Extracted records:
:::::

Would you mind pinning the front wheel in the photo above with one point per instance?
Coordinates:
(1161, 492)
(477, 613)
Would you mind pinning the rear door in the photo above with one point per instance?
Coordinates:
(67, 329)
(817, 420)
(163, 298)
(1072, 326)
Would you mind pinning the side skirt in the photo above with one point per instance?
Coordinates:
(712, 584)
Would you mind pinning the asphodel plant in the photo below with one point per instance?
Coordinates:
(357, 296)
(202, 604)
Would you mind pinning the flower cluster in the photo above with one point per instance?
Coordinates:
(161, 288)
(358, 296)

:::::

» WHAT IS REQUIRED
Return, character for character, the lines above from the one containing "Would you mind pinning the side" through the final line, including both.

» ANSWER TO THE PROBLEM
Would you mind pinning the side skirt in the photo above with one point per instance?
Coordinates:
(712, 584)
Would you mind pinning the asphodel plant in the photo below with one point per instance?
Coordinates:
(357, 296)
(202, 604)
Would you mind pinning the flower cluster in the photo above with one point per instance?
Coordinates:
(161, 288)
(358, 296)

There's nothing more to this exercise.